Excerpts from point annotation data:
(begin)
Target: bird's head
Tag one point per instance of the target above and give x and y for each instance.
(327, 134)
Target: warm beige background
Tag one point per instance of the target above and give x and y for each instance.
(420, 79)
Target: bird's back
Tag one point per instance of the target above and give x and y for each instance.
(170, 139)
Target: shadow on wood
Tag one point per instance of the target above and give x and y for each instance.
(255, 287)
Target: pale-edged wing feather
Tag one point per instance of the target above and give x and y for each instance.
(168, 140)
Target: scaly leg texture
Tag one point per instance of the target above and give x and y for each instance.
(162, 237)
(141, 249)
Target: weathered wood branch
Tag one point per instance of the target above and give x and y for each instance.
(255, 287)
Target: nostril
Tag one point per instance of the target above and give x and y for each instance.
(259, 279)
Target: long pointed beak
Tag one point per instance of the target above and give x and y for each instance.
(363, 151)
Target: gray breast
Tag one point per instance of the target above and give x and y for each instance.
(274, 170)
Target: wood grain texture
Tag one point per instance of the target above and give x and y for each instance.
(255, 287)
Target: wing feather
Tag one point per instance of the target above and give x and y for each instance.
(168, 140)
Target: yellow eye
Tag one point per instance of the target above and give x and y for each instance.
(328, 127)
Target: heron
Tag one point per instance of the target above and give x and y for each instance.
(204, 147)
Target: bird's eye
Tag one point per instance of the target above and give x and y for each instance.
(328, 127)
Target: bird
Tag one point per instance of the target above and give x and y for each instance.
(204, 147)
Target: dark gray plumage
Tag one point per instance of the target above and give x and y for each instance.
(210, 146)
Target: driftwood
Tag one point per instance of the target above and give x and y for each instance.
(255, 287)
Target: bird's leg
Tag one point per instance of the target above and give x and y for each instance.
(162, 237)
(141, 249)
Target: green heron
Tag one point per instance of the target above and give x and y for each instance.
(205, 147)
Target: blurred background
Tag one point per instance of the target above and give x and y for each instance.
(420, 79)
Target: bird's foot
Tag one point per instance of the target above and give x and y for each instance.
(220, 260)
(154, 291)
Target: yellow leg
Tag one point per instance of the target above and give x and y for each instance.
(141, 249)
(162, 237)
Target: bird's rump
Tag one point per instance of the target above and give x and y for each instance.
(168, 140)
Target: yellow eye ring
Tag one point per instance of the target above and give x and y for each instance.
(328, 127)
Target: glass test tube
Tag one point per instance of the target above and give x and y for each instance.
(end)
_WHAT IS ASKED_:
Output everything from the line containing "Target: yellow leg" down to the end of the material as a JSON list of strings, one string per line and no blank lines.

_WORKED SOLUTION_:
[
  "Target: yellow leg",
  "Tag one point per instance of the target above and give x and y for each instance.",
  "(141, 249)",
  "(162, 237)",
  "Target: bird's rump",
  "Tag one point per instance of the target above and give x and y for each instance.",
  "(168, 140)",
  "Target: yellow eye ring",
  "Tag one point per instance of the target above and give x and y for each instance.",
  "(328, 127)",
  "Target: glass test tube",
  "Tag one point per instance of the target above and give x and y for each instance."
]